Can you try running JUST using --c2t
(do not use --c2g
) to see what you got
python ~/work/git/pavfinder/pavfinder/scripts/find_sv_transcriptome.py --tbam c2t.flt3.bam --r2c pavfinder_input/GSM1636766_ITD_genes.sorted.r2c.bam --transcripts_fasta flt3.fa pavfinder_input/GSM1636766_ITD_genes.transcripts.nr.fa hg19.ncbiRefSeq.chrOnly.sorted.gtf.gz /projects/btl/rchiu/hg19a.fa test4c
oh, I've never seen your command, can you post how you ran pavfinder?
I figured out the problem. I took a more careful look at the stdout and noticed the message /bin/sh: 1: blastn: not found
. I installed blast, and reran pavfinder and it was able to detect the event!

**PROBLEM 1**
Summarize the pavfinder troubleshooting thread in two sentences.
**PROBLEM 2**
Write the next post in the pavfinder troubleshooting thread, following the final message.
The rows have no connection to the pavfinder troubleshooting thread.

**PROVIDED RECORDS**
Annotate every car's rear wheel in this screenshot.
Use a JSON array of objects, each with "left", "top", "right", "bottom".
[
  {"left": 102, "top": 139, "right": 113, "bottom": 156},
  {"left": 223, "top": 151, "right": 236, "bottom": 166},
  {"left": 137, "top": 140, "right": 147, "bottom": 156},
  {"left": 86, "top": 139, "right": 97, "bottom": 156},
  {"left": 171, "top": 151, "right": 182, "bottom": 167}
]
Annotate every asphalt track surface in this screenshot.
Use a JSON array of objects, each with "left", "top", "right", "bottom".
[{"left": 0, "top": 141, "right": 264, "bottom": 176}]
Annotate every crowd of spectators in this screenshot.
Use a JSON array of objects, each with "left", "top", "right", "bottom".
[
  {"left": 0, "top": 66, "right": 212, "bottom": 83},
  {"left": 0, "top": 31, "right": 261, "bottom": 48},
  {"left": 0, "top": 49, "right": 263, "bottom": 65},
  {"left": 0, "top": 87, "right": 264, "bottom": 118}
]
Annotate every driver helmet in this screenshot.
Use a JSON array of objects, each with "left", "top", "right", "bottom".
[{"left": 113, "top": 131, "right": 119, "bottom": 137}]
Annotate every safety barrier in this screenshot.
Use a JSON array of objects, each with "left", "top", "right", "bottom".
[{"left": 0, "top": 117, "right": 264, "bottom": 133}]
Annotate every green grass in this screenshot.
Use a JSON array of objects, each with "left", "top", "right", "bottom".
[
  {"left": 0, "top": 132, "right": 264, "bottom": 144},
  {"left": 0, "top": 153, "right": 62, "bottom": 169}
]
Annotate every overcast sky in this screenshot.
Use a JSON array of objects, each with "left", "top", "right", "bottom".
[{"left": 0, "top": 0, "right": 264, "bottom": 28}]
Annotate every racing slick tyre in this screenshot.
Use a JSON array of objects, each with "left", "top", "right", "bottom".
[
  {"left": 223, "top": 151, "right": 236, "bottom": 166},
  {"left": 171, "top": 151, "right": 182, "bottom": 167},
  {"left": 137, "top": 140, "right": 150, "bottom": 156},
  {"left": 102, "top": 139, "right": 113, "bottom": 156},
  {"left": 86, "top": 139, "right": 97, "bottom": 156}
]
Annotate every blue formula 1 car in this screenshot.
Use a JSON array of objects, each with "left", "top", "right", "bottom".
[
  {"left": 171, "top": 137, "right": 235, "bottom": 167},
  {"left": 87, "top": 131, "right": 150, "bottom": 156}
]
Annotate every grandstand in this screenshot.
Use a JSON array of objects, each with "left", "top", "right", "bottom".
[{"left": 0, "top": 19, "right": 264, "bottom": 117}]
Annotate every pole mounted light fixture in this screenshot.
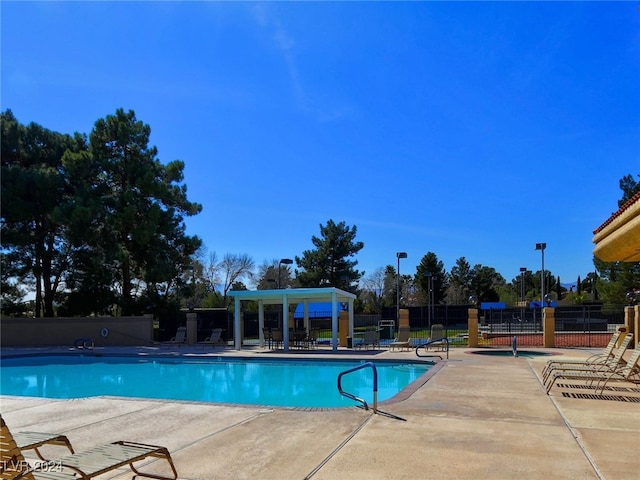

**FINAL ANSWER 1**
One participant suggests running pavfinder with only the --c2t option, not --c2g, and another asks to see how pavfinder was run. The problem turned out to be the stdout message "/bin/sh: 1: blastn: not found," and after blast was installed and pavfinder was rerun, the event was detected.

**FINAL ANSWER 2**
You should have blast listed as a dependency and also have pavfinder exit with non-zero exit status if blast is not installed.
sorry for the overlook, I guess it just output a message to STDERR if blastn
is not in the PATH. I think that's not enough.
blastn
is required for detecting duplications, as there are many sv types attempted by the software, I overlooked that this is a requirement for detecting duplication specifically.
I will update the dependency. Thanks for sorting it out.